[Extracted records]
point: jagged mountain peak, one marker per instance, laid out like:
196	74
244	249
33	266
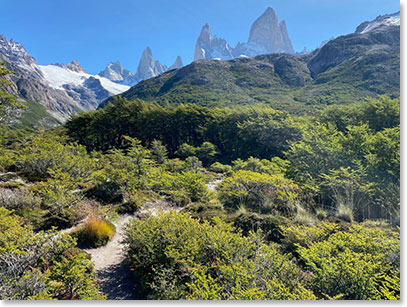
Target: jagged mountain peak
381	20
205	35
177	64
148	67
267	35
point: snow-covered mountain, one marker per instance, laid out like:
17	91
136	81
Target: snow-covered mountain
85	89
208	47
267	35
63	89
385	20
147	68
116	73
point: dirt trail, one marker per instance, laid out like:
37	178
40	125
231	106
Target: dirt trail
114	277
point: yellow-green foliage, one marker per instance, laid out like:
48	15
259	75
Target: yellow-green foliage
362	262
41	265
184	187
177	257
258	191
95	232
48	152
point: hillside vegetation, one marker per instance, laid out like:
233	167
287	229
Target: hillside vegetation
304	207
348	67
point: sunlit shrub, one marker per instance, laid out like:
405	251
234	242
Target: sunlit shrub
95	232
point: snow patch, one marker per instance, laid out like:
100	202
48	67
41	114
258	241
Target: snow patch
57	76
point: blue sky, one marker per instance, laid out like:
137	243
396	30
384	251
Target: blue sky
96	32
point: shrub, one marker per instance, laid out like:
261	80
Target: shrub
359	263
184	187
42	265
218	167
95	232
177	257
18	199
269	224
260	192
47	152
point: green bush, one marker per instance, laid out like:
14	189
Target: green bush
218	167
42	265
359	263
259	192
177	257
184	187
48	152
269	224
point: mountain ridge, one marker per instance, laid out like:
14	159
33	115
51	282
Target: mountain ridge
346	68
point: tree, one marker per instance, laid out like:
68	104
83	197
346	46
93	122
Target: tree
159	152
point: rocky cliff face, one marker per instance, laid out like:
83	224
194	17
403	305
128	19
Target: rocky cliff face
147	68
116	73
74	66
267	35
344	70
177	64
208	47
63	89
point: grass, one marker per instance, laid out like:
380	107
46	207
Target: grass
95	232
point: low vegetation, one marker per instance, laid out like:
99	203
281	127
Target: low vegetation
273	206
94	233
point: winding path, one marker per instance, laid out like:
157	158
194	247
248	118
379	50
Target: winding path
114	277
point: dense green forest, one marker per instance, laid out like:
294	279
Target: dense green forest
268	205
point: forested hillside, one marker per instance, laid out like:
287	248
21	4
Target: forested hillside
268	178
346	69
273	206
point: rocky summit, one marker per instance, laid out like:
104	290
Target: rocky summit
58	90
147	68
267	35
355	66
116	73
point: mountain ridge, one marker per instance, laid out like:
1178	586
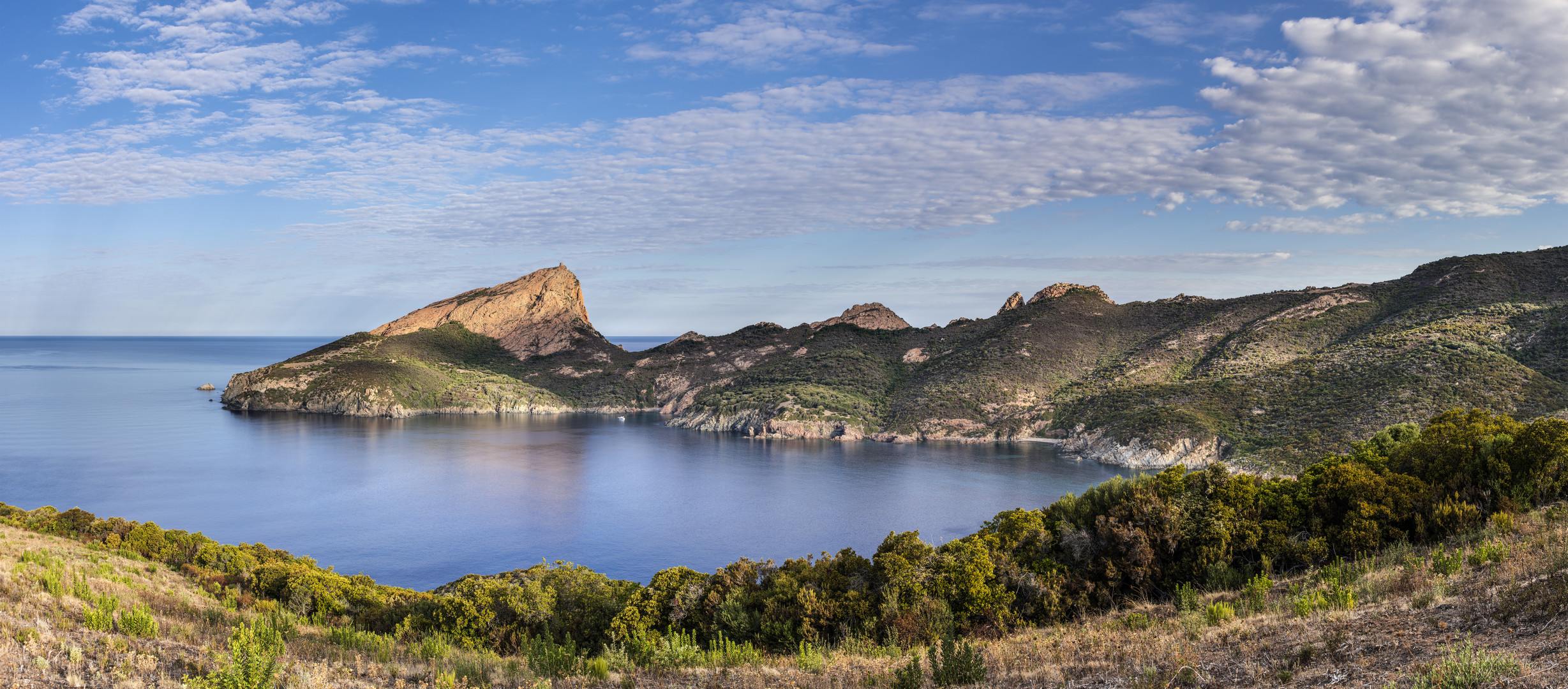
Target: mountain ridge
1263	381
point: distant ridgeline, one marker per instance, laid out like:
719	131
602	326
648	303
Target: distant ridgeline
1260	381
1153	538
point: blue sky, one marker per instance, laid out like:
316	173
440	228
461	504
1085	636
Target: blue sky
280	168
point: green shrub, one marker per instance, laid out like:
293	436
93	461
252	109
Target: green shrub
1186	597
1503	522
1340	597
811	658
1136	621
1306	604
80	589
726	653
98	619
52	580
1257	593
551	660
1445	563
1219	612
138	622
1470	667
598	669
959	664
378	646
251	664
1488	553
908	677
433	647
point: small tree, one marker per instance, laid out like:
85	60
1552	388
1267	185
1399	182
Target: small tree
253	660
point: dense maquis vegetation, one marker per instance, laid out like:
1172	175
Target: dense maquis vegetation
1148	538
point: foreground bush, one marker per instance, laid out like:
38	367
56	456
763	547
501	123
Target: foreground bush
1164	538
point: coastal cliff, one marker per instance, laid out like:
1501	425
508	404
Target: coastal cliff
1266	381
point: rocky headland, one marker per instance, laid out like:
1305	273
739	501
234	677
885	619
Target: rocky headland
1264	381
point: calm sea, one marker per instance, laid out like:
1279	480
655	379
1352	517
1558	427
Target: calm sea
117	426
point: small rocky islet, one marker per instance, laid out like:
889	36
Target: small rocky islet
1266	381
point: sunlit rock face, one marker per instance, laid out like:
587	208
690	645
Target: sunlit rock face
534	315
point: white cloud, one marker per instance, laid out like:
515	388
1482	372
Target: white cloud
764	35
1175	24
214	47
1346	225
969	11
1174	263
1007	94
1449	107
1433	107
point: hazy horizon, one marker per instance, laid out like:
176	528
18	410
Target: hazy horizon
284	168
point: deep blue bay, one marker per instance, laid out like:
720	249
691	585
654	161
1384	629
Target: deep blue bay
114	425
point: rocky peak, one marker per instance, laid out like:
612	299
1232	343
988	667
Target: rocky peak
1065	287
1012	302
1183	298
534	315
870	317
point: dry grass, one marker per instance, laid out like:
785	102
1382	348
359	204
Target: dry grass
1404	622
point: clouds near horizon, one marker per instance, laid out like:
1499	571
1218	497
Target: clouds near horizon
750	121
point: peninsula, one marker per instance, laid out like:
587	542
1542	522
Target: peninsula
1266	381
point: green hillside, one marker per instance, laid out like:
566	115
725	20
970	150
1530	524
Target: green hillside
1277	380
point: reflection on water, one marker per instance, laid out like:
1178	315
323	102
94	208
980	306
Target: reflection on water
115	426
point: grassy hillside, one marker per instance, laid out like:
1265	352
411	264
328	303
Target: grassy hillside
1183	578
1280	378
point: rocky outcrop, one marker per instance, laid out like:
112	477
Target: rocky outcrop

* [Problem description]: What is needed is every line from the data above that includes the string "outcrop", copied out.

* [Answer for the task]:
point: rocky outcrop, one marker per instance, laid out like:
Target: rocky outcrop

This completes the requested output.